-- Work instructions --
Collect every line of the data below that contains the string "white" and copy each one out in full.

-- Excerpted records --
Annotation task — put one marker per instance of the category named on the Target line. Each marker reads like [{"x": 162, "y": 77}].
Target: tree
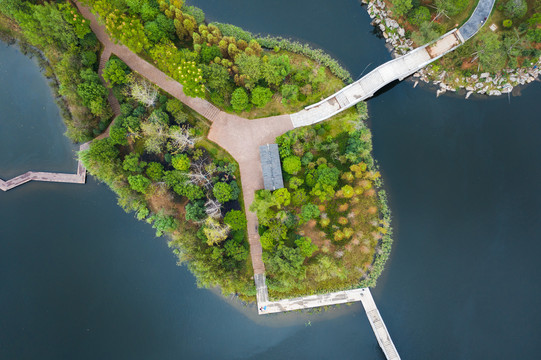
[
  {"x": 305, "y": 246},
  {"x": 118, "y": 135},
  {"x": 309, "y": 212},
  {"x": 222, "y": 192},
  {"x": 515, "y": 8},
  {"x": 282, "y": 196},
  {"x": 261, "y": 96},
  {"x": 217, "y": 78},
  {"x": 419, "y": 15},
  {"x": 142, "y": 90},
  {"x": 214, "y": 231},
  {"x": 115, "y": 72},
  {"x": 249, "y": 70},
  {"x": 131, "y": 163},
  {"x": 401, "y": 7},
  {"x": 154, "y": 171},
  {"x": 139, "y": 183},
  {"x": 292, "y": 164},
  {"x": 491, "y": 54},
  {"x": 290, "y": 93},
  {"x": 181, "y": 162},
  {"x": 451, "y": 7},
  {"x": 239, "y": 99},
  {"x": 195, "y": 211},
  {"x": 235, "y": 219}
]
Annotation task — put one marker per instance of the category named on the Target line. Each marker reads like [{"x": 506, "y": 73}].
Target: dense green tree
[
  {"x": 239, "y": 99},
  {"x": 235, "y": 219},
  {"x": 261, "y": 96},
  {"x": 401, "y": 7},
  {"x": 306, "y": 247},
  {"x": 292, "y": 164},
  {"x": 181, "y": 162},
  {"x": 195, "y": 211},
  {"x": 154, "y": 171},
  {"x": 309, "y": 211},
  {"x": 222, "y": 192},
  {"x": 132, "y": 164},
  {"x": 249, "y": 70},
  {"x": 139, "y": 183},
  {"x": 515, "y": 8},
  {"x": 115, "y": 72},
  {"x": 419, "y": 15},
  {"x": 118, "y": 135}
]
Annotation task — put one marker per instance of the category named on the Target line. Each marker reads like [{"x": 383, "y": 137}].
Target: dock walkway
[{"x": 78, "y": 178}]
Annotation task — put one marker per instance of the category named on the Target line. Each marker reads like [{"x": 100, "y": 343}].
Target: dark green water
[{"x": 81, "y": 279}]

...

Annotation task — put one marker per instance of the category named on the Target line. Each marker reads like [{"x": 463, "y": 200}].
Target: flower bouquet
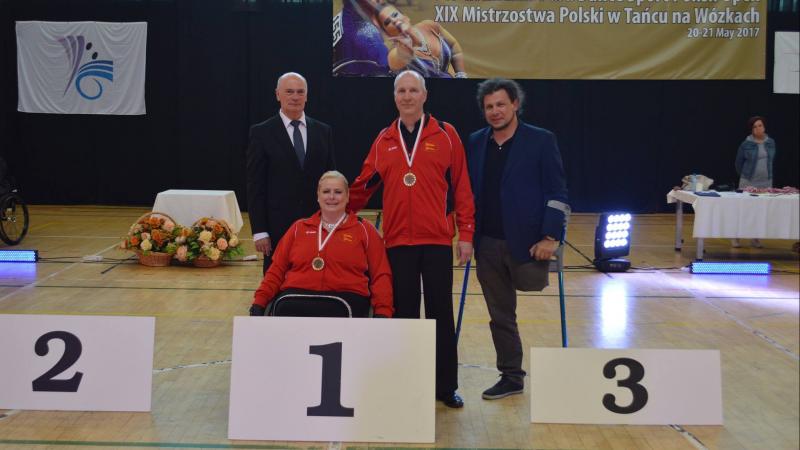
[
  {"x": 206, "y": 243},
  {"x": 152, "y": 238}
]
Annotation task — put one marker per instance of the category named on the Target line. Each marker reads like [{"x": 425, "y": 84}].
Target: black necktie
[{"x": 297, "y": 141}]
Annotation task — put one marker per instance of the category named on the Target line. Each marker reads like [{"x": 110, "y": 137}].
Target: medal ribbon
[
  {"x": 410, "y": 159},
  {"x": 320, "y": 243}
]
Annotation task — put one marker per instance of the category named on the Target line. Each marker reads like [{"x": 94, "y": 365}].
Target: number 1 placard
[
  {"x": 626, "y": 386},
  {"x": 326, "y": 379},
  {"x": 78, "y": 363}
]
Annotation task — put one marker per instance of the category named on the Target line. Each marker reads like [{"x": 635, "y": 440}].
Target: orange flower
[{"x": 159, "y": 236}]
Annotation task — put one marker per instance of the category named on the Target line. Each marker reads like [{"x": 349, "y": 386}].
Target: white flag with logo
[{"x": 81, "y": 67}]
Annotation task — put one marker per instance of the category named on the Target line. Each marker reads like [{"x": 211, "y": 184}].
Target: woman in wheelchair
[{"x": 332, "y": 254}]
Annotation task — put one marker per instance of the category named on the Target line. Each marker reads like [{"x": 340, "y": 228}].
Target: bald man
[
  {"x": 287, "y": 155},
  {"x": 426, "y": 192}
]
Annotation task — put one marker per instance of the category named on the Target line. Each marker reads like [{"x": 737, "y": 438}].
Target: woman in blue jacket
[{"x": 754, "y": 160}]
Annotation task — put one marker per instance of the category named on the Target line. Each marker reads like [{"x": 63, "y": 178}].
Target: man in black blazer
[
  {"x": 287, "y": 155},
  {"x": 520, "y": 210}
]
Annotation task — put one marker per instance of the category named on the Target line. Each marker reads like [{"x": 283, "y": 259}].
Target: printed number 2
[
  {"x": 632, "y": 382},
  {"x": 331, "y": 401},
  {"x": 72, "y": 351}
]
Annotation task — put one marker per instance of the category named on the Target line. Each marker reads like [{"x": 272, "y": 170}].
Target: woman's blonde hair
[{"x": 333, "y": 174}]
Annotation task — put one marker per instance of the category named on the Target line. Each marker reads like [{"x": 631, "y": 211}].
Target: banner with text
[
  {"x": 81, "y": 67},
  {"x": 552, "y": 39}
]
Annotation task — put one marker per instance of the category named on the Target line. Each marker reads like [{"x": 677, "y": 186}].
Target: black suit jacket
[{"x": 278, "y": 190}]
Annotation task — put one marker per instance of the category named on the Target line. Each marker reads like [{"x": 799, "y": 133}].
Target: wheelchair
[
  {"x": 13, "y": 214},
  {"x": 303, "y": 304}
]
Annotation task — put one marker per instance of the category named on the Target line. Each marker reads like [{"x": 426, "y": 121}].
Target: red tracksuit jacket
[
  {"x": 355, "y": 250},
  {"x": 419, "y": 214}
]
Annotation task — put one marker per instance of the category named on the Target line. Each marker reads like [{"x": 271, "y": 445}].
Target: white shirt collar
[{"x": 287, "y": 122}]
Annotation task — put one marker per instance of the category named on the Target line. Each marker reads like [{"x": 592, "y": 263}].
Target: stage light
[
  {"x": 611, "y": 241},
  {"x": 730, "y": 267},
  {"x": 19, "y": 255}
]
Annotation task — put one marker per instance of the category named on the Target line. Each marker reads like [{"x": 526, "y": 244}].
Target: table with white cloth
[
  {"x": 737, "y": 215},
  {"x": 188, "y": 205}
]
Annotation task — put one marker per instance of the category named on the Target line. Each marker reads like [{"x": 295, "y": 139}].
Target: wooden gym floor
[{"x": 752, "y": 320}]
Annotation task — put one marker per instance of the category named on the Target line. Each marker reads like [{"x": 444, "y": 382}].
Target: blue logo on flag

-- Exercise solution --
Target: white flag with logo
Target: white shirt collar
Target: table with white cloth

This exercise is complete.